Output the lines of the listing below as a JSON list of strings, from the line containing "Task: find the drain" through the end of the listing, with one string per line and blank lines left out.

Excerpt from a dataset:
>> Begin

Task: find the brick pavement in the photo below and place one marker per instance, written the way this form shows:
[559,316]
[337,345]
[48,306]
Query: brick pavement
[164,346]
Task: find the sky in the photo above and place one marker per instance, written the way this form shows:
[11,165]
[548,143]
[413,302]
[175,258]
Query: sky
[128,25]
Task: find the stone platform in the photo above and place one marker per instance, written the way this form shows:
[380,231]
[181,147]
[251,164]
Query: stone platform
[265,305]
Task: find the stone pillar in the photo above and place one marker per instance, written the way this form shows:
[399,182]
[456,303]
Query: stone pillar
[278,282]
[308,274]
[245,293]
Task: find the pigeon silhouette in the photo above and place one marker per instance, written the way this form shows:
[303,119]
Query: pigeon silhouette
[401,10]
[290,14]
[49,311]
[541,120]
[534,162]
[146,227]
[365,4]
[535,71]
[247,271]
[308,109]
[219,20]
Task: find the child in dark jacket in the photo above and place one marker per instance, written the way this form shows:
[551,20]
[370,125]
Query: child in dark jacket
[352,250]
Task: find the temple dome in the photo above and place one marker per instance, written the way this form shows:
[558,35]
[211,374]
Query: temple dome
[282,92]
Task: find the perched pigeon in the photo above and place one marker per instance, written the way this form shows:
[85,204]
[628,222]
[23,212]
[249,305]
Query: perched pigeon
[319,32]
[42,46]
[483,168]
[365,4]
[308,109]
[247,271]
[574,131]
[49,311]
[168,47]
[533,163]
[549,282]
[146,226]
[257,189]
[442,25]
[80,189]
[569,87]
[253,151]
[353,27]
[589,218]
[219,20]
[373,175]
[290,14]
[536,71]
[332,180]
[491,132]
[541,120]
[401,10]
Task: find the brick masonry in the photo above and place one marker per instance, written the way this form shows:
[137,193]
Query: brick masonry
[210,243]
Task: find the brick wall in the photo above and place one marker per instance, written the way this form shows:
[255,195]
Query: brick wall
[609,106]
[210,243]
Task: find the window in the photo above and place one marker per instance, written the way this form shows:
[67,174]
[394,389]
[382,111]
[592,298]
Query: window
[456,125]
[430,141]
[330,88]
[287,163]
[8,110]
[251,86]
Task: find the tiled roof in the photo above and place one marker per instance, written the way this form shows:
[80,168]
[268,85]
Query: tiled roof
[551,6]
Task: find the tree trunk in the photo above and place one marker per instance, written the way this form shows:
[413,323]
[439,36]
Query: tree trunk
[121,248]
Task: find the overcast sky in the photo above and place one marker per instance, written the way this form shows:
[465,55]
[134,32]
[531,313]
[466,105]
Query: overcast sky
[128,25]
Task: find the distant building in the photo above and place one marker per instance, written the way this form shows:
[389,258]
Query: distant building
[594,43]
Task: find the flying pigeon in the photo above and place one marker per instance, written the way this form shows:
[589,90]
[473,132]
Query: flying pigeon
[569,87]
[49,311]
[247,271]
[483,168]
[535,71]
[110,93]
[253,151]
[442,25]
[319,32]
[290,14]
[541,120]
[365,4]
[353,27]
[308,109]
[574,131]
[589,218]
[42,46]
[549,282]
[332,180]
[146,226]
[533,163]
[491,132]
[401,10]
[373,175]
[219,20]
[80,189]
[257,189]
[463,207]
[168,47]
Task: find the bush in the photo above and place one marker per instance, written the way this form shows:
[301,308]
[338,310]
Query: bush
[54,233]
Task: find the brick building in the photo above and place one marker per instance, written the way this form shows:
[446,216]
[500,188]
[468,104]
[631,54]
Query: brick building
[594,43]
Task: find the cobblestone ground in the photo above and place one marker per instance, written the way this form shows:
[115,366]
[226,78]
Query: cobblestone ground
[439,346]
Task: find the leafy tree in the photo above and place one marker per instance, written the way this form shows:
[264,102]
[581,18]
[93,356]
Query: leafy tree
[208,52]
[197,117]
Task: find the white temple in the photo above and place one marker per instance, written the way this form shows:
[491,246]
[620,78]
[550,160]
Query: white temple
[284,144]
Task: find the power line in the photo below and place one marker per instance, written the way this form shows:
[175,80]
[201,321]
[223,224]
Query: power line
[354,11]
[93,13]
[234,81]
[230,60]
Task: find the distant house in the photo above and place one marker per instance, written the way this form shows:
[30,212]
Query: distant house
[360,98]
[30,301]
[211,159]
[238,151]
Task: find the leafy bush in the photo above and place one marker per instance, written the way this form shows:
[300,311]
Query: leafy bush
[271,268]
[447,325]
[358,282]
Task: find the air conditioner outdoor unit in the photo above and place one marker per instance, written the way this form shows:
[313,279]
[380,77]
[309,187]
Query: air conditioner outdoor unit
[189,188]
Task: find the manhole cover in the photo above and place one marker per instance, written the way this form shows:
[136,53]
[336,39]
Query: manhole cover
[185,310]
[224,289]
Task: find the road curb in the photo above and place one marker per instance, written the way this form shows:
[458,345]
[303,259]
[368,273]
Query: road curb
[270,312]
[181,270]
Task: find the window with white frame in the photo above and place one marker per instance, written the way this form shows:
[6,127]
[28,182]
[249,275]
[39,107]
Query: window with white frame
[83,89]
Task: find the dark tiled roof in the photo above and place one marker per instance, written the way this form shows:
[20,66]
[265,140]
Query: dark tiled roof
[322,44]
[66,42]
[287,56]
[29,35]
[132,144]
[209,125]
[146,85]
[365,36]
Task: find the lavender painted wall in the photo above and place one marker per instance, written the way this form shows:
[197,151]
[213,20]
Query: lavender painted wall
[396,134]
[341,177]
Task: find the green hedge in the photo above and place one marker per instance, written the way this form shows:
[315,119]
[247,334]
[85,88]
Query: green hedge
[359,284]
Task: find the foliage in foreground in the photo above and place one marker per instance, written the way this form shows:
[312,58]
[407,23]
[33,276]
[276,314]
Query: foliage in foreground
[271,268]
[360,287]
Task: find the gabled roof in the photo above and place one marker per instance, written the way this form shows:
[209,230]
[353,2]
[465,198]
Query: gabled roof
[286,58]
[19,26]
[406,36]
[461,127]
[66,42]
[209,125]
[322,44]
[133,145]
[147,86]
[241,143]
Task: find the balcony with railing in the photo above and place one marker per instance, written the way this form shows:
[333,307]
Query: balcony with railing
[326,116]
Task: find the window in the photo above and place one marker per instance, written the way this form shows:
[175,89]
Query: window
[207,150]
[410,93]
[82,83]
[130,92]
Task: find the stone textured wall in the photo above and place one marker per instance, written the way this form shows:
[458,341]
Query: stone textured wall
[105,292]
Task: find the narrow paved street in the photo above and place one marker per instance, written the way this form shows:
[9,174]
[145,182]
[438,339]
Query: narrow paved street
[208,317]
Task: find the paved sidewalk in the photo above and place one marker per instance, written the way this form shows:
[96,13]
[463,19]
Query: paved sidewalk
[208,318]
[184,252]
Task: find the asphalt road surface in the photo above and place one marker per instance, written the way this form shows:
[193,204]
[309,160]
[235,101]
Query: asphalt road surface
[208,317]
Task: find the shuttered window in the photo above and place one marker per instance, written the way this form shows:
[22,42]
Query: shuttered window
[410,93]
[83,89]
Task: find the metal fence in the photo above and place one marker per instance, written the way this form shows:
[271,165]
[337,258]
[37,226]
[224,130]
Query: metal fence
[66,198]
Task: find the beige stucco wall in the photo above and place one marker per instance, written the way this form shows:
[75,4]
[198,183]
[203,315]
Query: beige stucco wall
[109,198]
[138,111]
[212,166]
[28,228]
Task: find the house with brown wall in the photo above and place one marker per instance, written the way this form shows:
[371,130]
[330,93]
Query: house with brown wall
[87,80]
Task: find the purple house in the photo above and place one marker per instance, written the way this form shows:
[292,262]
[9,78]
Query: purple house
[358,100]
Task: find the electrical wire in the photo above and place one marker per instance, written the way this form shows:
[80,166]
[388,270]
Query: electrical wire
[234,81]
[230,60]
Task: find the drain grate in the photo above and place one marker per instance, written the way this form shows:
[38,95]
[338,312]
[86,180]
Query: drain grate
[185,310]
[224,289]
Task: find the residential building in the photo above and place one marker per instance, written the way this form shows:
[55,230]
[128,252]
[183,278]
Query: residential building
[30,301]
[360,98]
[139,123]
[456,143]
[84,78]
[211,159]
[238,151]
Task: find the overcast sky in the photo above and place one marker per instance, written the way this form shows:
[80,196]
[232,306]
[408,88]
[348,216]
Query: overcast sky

>> End

### Solved exercise
[
  "Task: find the drain grate in the photo above and place one marker per instance, written the way this form shows:",
  "[38,95]",
  "[338,312]",
  "[86,180]",
  "Query: drain grate",
  "[185,310]",
  "[224,289]",
  "Task: find the residential building in the photo above and place one marker per instance, written the way this form shows:",
  "[55,230]",
  "[128,252]",
  "[183,278]",
  "Query: residential building",
  "[30,301]",
  "[360,98]",
  "[139,123]",
  "[456,143]",
  "[84,78]",
  "[211,159]",
  "[238,151]",
  "Task: find the overcast sky in the photo above and place one marker per instance, written the way this form shows:",
  "[80,196]",
  "[232,306]",
  "[408,88]",
  "[348,216]",
  "Query: overcast sky"
]